Given request> Reproduce the data in its entirety, exactly as supplied.

** start of Data supplied **

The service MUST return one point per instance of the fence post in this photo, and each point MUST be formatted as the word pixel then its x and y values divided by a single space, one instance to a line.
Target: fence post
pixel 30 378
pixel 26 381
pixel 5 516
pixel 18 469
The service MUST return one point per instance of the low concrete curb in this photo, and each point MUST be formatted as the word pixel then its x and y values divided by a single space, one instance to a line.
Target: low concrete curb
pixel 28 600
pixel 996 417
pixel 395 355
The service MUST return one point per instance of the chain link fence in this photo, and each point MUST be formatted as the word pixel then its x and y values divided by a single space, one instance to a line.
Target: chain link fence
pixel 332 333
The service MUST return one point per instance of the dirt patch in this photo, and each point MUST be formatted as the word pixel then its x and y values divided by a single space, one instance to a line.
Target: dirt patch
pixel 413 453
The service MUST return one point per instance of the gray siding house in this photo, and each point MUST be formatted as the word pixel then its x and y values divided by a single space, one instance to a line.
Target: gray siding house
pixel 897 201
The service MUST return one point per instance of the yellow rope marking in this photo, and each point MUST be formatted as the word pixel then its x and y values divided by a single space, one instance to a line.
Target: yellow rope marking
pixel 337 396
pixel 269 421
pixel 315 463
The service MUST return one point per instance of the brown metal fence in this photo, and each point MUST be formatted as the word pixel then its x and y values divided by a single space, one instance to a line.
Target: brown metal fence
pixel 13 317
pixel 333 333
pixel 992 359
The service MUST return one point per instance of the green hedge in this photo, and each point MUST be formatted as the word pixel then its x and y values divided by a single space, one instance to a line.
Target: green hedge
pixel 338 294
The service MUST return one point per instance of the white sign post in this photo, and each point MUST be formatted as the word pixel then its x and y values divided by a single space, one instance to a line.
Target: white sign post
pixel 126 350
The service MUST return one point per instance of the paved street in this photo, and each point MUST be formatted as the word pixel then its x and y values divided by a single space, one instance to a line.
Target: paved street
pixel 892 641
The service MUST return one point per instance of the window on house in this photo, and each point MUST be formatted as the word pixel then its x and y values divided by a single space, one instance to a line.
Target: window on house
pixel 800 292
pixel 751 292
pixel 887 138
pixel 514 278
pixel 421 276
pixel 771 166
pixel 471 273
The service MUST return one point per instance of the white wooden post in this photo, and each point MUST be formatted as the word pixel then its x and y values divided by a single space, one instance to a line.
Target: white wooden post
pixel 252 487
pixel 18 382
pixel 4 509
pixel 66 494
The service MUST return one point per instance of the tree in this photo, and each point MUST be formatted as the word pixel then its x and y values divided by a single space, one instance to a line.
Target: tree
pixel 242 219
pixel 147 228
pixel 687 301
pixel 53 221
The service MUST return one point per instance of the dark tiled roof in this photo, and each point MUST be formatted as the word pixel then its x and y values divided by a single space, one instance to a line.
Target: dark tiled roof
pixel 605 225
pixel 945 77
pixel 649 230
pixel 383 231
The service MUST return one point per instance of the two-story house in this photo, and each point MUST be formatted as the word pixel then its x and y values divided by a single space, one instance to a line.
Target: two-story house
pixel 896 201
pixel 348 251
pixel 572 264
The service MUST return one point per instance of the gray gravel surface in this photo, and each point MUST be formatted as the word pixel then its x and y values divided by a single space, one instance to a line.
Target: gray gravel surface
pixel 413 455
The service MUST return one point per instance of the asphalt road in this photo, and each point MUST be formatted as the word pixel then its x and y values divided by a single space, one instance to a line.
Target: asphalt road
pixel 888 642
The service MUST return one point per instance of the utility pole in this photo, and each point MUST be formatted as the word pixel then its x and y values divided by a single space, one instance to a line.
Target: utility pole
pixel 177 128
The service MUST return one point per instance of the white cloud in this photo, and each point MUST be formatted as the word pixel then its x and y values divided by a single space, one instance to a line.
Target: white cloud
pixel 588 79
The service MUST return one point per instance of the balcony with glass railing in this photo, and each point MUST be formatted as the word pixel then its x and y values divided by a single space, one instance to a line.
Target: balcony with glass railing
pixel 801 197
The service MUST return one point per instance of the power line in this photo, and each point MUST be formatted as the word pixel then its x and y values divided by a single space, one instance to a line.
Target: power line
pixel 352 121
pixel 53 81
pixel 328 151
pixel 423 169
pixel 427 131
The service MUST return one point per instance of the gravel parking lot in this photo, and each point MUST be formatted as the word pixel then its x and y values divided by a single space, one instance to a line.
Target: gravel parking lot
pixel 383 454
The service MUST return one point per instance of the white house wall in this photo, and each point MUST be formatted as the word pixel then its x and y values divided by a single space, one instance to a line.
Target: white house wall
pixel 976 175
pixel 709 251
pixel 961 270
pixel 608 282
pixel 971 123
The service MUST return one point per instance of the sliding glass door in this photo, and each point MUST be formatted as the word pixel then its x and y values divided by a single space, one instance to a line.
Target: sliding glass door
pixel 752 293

** end of Data supplied **

In response>
The service MUST return one point per instance of the fence post in this photo, and each point MUST be formatted as the word pixel then its x and y values divided by a single space, one instance to a line.
Target: fence post
pixel 30 378
pixel 26 381
pixel 5 516
pixel 18 469
The service MUST return one point per instance of the low concrete curb in this photo, and each point MUST be formatted as the word pixel then its x and y values divided by a single space, one instance to a line.
Target: low concrete curb
pixel 28 600
pixel 996 417
pixel 395 355
The service MUST return one point per instance of the chain link fence in this photo, and each point MUST be formatted as the word pixel then its x and y values divided by a single space, one instance to a line.
Target: chain link fence
pixel 332 333
The service MUST return one point per instance of the dirt patch in this photo, and each point MUST be formatted as the word pixel then its x and y values divided by a single space, one instance to a line.
Target: dirt patch
pixel 413 453
The service MUST return one point per instance of the gray siding house in this photo, and each point MUST be formatted as the word pixel then its x and y values divided by a single space, one instance to a line.
Target: gray siding house
pixel 897 201
The service MUST return one point per instance of the yellow rope marking in this photo, and each point MUST be formatted as the word pixel then its x and y values divided by a single space, one instance to a line.
Target: yellow rope marking
pixel 337 396
pixel 269 421
pixel 315 463
The service MUST return one point per instance of the brown metal fence in this photo, and each point MUST be formatted as the word pixel then its x and y values divided by a single space, one instance to a line.
Target: brown metal fence
pixel 13 317
pixel 333 333
pixel 992 359
The service MUST return one point per instance of the green hedge in this photo, and each point MUST be formatted as the word pixel then its x and y values divided by a single space, one instance to a line.
Target: green hedge
pixel 338 294
The service MUST return one point per instance of the white sign post in this photo, and each point MUST be formatted as the word pixel then its x and y values divided by a single space, one instance to a line.
Target: white sign post
pixel 126 350
The service MUST return one point per instance of the paved street in this photo, and each point MUST be formatted as the word pixel then its x and y values divided by a single space, one instance to a line.
Target: paved street
pixel 892 641
The service MUST return one point per instance of the window on house in this photo, and each point MUST be formatted as the word pixel then its x and y values divided by a single space, one instance to a line.
Target: window on house
pixel 800 292
pixel 751 292
pixel 887 138
pixel 514 278
pixel 421 276
pixel 771 166
pixel 471 273
The service MUST return one point per instance of the white wooden post in this photo, and each point MUST be formatted as the word pixel then its x and y values divided by a single space, one instance to a line.
Target: white wooden post
pixel 252 487
pixel 18 382
pixel 4 509
pixel 66 494
The service MUST return one point per instance of the tree in this photo, and each point MUST be formatted as the word pixel then its x and y values divided by a single space, one instance to a line.
Target: tree
pixel 242 219
pixel 147 228
pixel 687 301
pixel 53 221
The service MUST return one point per instance of the dark tiled roof in this photo, and each point MUST be formatted as the word pixel then its x and y values divided by a single space, one instance to a line.
Target: dark tiled roof
pixel 605 225
pixel 945 77
pixel 649 230
pixel 383 231
The service MUST return one point per instance of the two-story house in this photo, and each point MUST be formatted as the word pixel then its x and y values divided by a single space, one instance to a line.
Target: two-story house
pixel 896 201
pixel 348 251
pixel 572 264
The service MUST return one point per instance of the gray gravel surface in this photo, and each point MUST be formatted as the word pixel then its x and y values divided by a single space, one instance to a line.
Target: gray gravel surface
pixel 413 455
The service MUST return one point per instance of the asphalt road in this photo, and each point MUST be formatted as the word pixel then its x and y values divided by a single space, one instance to a line.
Target: asphalt road
pixel 888 642
The service MUST return one point per instance of the utility pole in this photo, and each point MUST be formatted as the word pixel then its x and y values divided by a single space, one instance to a line.
Target: utility pole
pixel 177 128
The service MUST return one point per instance of the white cloud in this photo, and each point MUST be formatted as the word pixel then its x and y values divided by a single space, one instance to a line.
Target: white cloud
pixel 588 79
The service MUST return one point per instance of the balcony with glass railing in this photo, and each point MUST be formatted as the word pixel then its x and y values divided by a single space, one instance to a line.
Target: balcony with glass railing
pixel 801 197
The service MUST return one point per instance of the power line in this photo, and each point MUST be formatted as the word pixel then its x and y values divided by a single space, one instance to a line.
Target: power line
pixel 352 121
pixel 53 81
pixel 328 151
pixel 423 169
pixel 427 131
The service MUST return one point per instance of the gravel parking lot in this photo, and each point MUST be formatted as the word pixel then its x and y values divided by a single space, one instance to a line.
Target: gravel parking lot
pixel 383 454
The service MUST return one point per instance of the white house wall in this photo, and each point MUST be formatted as the word pixel then its x and y values divided by a single space, one instance to a line.
Target: white house wall
pixel 976 175
pixel 709 251
pixel 961 270
pixel 608 282
pixel 971 123
The service MUST return one point per instance of the sliding glass door in this photo, and each point MUST be formatted as the word pixel then its x and y values divided by a single space, one instance to a line.
Target: sliding glass door
pixel 752 293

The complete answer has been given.